Set of tasks:
A) Repeat word for word the part of the mailing list thread that opens with the words containing "On 27-Dec-01, Dr." and closes with "should do it...".
B) Using the mailing list thread on searching websites, decide whether each statement agrees with it. Answer yes or no, and quote the deciding words.
(i) Tom pointed Louis to a script called site-check.r.
(ii) On one of the sites Louis checked, site-check.r went into an infinite loop.
(iii) Carl Read suggested comparing the URLs with the site's URL by date.
C) Answer these questions from the mailing list thread on searching websites.
(i) How many messages does the mailing list archive hold?
(ii) What date and time appear on Tom's reply?
(iii) In Carl Read's example, what result does comparing the site with url2 give?

Provided text:

################

Mailing List Archive: 49091 messages
  • Home
  • Script library
  • AltME Archive
  • Mailing list
  • Articles Index
  • Site search
 

Searching For Data On Websites

 [1/10] from: louisaturk:eudoramail at: 27-Dec-2001 0:16


Fellow Rebols, Let's say you want to search for certain data on a list of websites. How do you assure that you search every page on each web site on your list, but not go to any pages on sites linked to from those web sites? Louis

 [2/10] from: tomc:darkwing:uoregon at: 26-Dec-2001 22:37


Hi Louis, see: http://www.reboltech.com/library/scripts/site-check.r for how to not stray from the site you specify On Thu, 27 Dec 2001, Dr. Louis A. Turk wrote:

 [3/10] from: louisaturk:eudoramail at: 27-Dec-2001 1:28


Hi Tom, Thanks for the link. But site-check.r doen't work on the web sites I checked. On one it entered an infinite loop. On a second it exited immediately without gathering any data. On a third it gave very wrong data. Louis At 10:37 PM 12/26/2001 -0800, you wrote:

 [4/10] from: carl:cybercraft at: 27-Dec-2001 22:54


On 27-Dec-01, Dr. Louis A. Turk wrote:
> Fellow Rebols, > Let's say you want to search for certain data on a list of websites. > How do you assure that you search every page on each web site on > your list, but not go to any pages on sites linked to from those web > sites?
Off the top of my head, I'd say just comparing the URLs with the site's URL (by length) should do it...
>> site: http://www.abc.de/
== http://www.abc.de/
>> url1: http://www.abc.de/home.html
== http://www.abc.de/home.html
>> url2: http://www.abb.de/home.html
== http://www.abb.de/home.html
>> site = copy/part url1 length? site
== true
>> site = copy/part url2 length? site
== false -- Carl Read

 [5/10] from: bpaddock:csonline at: 27-Dec-2001 7:17


> Thanks for the link. But site-check.r doen't work on the web sites I > checked. On one it entered an infinite loop. On a second it exited > immediately without gathering any data. On a third it gave very wrong > data.

################

Dataset extract:

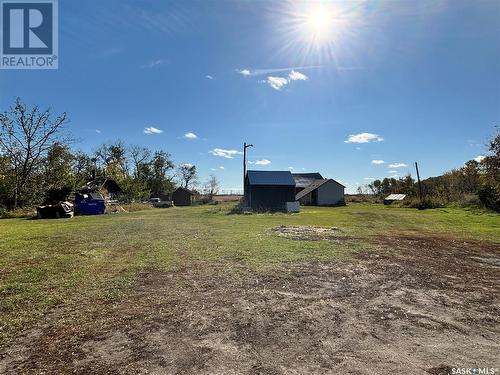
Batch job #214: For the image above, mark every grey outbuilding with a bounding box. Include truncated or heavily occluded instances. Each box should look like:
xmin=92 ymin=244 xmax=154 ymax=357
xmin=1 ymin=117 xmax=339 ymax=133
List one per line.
xmin=295 ymin=178 xmax=345 ymax=206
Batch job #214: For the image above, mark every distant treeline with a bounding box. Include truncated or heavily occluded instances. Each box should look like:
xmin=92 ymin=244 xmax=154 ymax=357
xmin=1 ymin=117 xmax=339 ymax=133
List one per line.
xmin=358 ymin=134 xmax=500 ymax=211
xmin=0 ymin=99 xmax=218 ymax=210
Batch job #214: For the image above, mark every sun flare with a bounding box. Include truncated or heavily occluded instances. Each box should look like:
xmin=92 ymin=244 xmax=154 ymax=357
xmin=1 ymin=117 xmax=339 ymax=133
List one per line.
xmin=307 ymin=8 xmax=332 ymax=34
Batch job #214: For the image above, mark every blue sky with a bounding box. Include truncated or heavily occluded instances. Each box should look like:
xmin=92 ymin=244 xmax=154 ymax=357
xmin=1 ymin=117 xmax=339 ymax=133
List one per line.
xmin=0 ymin=0 xmax=500 ymax=191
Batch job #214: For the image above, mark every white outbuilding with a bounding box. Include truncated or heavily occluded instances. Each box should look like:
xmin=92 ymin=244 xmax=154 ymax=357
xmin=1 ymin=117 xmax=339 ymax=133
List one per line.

################

Task answers:
A)
On 27-Dec-01, Dr. Louis A. Turk wrote:
> Fellow Rebols, > Let's say you want to search for certain data on a list of websites. > How do you assure that you search every page on each web site on > your list, but not go to any pages on sites linked to from those web > sites?
Off the top of my head, I'd say just comparing the URLs with the site's URL (by length) should do it...

B)
(i) Yes: "see: http://www.reboltech.com/library/scripts/site-check.r for how to not stray from the site you specify"
(ii) Yes: "On one it entered an infinite loop."
(iii) No: "comparing the URLs with the site's URL (by length) should do it"

C)
(i) 49091
(ii) 26-Dec-2001 22:37
(iii) false